Count the lines of the material below that contain the word "green", and reply with the number alone.
[START Data]
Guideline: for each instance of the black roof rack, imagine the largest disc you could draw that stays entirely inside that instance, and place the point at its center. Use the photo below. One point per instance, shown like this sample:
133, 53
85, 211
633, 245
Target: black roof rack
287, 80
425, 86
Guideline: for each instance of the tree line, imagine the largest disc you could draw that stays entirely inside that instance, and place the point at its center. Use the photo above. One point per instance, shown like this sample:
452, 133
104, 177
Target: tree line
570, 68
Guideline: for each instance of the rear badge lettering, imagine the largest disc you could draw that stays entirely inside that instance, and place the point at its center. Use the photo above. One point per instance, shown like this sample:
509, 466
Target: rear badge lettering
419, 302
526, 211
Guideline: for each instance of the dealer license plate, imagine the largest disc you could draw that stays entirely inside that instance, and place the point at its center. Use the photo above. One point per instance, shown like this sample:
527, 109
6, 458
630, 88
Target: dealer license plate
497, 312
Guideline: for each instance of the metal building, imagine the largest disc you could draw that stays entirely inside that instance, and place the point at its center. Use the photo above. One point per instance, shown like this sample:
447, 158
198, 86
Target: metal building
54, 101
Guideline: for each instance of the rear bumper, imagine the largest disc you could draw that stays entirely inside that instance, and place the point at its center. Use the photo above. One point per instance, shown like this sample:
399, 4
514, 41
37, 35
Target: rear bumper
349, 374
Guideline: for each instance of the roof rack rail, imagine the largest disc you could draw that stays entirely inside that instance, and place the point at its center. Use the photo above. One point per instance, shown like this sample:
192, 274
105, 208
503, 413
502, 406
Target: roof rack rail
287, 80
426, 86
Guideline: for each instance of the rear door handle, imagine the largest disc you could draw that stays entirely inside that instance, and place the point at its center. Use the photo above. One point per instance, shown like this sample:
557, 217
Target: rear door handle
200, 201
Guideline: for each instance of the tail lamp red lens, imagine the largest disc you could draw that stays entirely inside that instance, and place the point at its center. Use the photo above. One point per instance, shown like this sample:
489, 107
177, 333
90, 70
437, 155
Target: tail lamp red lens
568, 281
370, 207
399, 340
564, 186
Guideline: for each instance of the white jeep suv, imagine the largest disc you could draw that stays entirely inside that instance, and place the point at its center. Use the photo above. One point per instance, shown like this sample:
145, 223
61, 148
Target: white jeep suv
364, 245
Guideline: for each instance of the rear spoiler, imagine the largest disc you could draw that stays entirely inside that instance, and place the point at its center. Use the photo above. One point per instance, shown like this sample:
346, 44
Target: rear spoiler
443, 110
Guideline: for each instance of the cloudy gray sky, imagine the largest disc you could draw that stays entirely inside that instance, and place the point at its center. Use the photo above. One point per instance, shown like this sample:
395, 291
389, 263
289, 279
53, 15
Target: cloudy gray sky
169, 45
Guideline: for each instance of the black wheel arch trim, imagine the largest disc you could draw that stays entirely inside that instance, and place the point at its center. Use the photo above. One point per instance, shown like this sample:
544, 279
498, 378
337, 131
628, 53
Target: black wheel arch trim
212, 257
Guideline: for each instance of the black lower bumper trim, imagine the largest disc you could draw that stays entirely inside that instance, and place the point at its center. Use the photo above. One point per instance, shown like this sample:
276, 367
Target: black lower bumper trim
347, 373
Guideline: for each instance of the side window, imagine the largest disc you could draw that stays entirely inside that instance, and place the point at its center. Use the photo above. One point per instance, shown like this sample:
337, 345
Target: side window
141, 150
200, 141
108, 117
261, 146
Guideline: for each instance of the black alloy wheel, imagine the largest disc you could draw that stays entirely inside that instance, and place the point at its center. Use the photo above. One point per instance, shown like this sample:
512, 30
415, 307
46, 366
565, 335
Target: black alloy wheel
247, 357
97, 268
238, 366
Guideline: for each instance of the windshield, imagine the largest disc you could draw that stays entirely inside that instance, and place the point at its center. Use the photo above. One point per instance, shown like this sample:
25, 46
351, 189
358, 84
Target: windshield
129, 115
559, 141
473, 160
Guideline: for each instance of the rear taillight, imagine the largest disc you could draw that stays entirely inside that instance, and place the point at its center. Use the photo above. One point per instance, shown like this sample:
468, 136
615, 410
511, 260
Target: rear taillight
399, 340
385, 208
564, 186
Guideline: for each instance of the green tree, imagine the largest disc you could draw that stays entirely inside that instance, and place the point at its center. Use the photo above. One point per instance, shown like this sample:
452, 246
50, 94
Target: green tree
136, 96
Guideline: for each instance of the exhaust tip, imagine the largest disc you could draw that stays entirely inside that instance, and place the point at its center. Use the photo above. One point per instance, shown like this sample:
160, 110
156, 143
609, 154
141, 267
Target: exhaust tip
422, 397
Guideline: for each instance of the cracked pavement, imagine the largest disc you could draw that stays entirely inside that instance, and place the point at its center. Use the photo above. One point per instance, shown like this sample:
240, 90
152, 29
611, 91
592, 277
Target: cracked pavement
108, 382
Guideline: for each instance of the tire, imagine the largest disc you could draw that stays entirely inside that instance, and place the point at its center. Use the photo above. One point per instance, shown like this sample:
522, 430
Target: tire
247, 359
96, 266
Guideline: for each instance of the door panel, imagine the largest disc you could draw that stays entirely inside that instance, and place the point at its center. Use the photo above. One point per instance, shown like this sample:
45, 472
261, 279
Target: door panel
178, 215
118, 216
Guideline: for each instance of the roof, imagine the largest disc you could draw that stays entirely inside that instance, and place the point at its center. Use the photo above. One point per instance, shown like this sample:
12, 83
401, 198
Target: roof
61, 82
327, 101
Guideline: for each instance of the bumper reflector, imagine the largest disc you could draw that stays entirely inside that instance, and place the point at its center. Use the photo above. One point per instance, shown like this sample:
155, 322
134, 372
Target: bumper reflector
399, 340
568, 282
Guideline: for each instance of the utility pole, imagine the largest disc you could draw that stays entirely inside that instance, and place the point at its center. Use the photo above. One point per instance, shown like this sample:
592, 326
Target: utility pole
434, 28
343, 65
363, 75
[END Data]
[START Data]
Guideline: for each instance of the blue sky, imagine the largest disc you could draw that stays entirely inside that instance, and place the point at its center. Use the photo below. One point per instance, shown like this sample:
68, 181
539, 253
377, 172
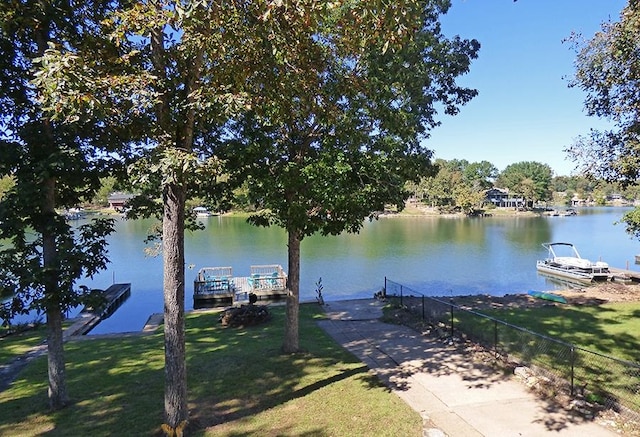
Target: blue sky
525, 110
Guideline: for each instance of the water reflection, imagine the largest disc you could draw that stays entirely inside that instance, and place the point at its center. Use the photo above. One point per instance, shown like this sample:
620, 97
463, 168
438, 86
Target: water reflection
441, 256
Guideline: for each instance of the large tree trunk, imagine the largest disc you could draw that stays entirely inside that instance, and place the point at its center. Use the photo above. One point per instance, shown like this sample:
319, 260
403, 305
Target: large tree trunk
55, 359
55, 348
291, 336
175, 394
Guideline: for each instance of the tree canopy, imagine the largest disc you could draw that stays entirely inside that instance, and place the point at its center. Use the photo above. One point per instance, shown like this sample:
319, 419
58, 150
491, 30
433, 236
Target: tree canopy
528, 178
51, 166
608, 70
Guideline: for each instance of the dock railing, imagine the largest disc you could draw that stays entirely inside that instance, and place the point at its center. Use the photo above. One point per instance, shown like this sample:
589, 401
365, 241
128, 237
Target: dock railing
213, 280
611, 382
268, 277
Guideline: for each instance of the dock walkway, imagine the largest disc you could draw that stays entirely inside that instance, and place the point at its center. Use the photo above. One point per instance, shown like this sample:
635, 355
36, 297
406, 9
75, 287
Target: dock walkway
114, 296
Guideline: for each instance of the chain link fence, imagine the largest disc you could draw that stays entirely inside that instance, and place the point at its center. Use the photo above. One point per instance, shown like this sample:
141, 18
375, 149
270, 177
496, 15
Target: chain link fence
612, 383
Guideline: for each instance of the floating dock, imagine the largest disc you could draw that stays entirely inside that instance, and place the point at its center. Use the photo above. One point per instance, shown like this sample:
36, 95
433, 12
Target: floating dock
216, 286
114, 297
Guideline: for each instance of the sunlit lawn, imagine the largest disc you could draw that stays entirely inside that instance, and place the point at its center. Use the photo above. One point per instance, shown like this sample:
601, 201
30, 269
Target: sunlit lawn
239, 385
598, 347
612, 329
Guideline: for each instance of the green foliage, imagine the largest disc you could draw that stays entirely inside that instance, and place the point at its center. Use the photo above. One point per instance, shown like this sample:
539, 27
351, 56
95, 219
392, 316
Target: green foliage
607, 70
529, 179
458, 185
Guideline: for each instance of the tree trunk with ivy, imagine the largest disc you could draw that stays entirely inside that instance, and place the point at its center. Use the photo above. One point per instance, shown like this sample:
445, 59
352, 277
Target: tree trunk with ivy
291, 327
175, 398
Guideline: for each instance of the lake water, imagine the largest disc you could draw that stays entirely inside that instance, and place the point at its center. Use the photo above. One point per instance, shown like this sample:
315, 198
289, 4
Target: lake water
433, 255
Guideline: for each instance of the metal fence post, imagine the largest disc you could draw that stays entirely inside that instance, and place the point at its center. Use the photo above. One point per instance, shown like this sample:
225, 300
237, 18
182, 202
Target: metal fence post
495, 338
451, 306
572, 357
[END Data]
__Reply to the task__:
4